Selection:
----------------------------------------

Formally, we define a matching erosion of an undirected graph as follows:

DEFINITION 1

Given an undirected graph $G=(V, E)$, a matching erosion $(A, B)$ is a partition of $V$ into two disjoint sets $V = A\cup B$ such that:

• $G[A]$ and $G[B]$ are two disjoint induced subgraphs

• The edge set of the cut is a matching: $M = \{uv\in E\vert u\in A \land v\in B\}$ is a matching

• Every $u\in A$ is incident to an edge in $M$

Then, our problem naturally asks whether a given undirected graph $G$ has a matching erosion.

DEFINITION 2

Matching Erosion of a graph:

Input: An undirected graph $G(V, E)$

Output: Yes if $G$ has a matching erosion $(A, B)$, otherwise No

In the next section, we will show that Matching Erosion is computationally hard.

----------------------------------------

Information provided:
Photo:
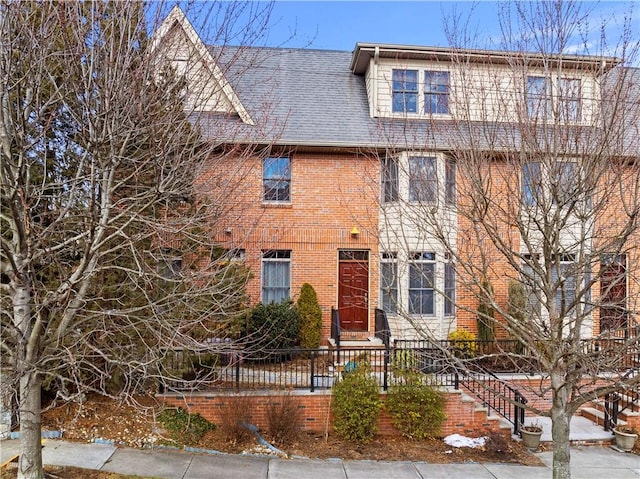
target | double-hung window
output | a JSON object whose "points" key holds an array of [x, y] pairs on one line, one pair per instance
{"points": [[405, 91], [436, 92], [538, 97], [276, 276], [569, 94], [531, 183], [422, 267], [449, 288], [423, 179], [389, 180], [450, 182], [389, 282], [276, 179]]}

----------------------------------------

Tasks for this exercise:
(a) In the matching erosion passage, what must every vertex in $A$ be incident to?
(b) Echo the stretch of the matching erosion passage from "Given an undirected" through "a matching erosion.".
Work from the matching erosion passage alone, not from the data.

Outputs by task:
(a) An edge in $M$, the matching formed by the edge set of the cut.

(b)
Given an undirected graph $G=(V, E)$, a matching erosion $(A, B)$ is a partition of $V$ into two disjoint sets $V = A\cup B$ such that:

• $G[A]$ and $G[B]$ are two disjoint induced subgraphs

• The edge set of the cut is a matching: $M = \{uv\in E\vert u\in A \land v\in B\}$ is a matching

• Every $u\in A$ is incident to an edge in $M$

Then, our problem naturally asks whether a given undirected graph $G$ has a matching erosion.